**What the task requires:**
Please use the Ocean Butterflies article below to give the year the company expanded into music production.

**Extract:**
——————————
Ocean Butterflies Music () is an independent Asian music and entertainment company specializing in Chinese-Pop (C-pop).  Founded in 1986, it operates in six regions: Mainland China, Taiwan, Hong Kong, Singapore, Malaysia and United States.

History
In 1986, Ocean Butterflies was founded in Singapore as Ocean Butterflies Production Pte Ltd. In 1990, Ocean Butterflies expanded into music production and in record and singles production for artists from Taiwan, Hong Kong and Malaysia. In 2007, International Data Group, Susquehanna International Group & Accel Partners invested in the company to set up Ocean Butterflies International.It was acquired by Taihe Music Group.  Billy Koh quit as chief executive officer of Ocean Butterflies 2014 to set up Amusic Rights Management, an international music company.
——————————
**Supplied information:**
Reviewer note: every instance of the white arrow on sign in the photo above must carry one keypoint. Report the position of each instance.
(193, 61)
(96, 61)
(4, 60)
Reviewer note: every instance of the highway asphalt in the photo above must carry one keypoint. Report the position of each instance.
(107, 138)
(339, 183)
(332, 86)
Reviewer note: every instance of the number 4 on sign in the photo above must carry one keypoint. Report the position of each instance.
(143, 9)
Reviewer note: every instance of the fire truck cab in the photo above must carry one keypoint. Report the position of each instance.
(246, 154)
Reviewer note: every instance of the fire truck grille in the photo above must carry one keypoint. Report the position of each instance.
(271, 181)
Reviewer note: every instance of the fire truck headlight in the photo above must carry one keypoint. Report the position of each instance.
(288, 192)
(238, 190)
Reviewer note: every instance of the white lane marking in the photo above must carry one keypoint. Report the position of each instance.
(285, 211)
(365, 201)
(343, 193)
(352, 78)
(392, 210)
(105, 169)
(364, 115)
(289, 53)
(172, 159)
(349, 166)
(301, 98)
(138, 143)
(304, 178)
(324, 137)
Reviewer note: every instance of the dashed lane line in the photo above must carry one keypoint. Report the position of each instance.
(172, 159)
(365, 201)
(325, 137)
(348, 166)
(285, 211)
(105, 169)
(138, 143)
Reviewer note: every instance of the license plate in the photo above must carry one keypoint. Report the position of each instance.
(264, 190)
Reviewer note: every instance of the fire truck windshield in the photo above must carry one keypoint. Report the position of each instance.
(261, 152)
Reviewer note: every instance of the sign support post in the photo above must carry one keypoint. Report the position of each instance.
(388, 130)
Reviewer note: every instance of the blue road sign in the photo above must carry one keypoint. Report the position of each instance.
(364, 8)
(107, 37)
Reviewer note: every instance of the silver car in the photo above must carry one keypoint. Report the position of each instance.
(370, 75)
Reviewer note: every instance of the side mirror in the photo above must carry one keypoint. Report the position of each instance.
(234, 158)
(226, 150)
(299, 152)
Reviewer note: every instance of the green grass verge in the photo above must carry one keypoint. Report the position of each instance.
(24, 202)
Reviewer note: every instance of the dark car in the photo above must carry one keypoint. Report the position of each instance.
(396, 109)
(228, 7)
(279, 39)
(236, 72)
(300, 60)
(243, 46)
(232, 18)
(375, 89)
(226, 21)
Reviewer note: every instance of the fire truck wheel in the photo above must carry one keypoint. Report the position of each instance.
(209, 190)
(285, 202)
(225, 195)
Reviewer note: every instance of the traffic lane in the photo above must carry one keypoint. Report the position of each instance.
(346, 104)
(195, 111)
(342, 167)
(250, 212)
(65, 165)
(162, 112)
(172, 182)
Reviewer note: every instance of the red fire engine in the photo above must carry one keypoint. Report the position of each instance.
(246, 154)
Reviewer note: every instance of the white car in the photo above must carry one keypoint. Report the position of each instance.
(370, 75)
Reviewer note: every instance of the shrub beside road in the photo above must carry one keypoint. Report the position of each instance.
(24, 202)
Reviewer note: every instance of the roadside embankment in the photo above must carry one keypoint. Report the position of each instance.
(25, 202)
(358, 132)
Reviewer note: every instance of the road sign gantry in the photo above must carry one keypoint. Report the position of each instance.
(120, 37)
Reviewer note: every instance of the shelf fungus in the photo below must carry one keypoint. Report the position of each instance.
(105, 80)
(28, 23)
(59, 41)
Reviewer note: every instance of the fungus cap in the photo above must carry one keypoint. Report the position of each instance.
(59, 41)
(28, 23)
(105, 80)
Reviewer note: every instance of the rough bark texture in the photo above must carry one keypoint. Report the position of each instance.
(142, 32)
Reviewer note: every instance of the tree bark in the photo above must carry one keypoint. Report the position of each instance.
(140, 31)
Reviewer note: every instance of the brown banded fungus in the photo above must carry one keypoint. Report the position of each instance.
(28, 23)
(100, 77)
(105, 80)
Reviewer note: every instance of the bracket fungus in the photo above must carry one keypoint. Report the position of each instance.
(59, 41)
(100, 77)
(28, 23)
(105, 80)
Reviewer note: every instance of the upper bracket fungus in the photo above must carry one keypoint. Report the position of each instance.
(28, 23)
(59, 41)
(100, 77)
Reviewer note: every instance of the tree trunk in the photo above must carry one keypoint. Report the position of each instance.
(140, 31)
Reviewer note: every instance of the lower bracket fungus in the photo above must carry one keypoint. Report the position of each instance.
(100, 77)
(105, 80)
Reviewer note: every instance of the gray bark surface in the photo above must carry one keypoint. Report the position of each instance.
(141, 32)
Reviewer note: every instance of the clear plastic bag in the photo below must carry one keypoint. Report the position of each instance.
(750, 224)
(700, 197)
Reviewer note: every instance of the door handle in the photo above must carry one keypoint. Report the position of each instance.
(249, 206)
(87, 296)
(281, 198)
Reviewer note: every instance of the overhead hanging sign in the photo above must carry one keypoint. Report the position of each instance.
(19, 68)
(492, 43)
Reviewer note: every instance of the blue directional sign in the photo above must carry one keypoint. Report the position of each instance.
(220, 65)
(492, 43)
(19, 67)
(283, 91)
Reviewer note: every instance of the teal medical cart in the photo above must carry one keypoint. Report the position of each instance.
——————————
**Finished exercise:**
1990